Work to complete ▸ Revise the listing below by changing every "drop a dot" to "place a point" and keeping everything else the same. Leave the pictures out of your version.

Location identification entries ▸
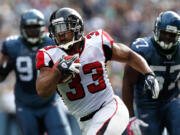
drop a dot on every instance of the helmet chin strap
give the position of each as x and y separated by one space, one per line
66 46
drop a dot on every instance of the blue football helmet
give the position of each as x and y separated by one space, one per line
167 29
32 26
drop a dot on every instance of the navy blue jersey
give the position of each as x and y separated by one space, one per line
24 65
166 68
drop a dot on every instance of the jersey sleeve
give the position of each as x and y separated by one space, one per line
4 49
48 56
107 42
140 46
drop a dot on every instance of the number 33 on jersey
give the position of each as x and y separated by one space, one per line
92 79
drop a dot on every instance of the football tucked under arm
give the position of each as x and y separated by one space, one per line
69 66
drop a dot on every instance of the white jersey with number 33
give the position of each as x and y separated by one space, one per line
90 89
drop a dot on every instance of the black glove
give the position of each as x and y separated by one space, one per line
151 84
68 66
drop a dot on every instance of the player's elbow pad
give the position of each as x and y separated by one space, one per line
5 69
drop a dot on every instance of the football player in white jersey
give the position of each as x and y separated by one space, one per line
87 93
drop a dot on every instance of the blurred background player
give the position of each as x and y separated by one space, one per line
162 53
35 115
88 93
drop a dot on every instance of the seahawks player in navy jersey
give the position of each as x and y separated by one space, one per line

Result below ▸
place a point on every instance of the helmet chin strap
give the position of each as x and y separated by one space, one per line
66 46
place a point on every instance of the blue football helmet
give the position of each as x and y separated by one space, one per line
167 29
32 26
place a point on every instance of the navy blue jersey
give the position of each as x and y separated by one space, one per line
24 65
166 68
place a point on every instance of the jersey sleeve
give the position of each as x and y separated by one space, one per line
4 49
48 56
107 42
140 46
place a point on every instance of the number 33 on jersey
give the position of each as x and y separated by one space, one per line
92 79
place a point on every instance of the football tucked under arm
give the position of each as x and y separated by one space, one per line
69 66
place a point on every instance of the white jersey with number 33
give the position of each as x and y separated by one space, one per line
90 89
place a point on every instance of the black glove
give the position of each as x and y separated by one space, one per line
151 84
68 66
place a point on every instance of the player's elbow pad
give the position of each as x and y separated by one space, one per line
5 69
place a point on every instance of the football player in white jersey
give the position of each as x and y separated by one space, one per line
87 93
place a point on every instance of the blurred background player
give the position of each as x and y separated by one space, one per line
162 53
35 115
88 93
place a point on every instance of the seahawks player in navy jersey
give the position of each as x and y separated by one space, one per line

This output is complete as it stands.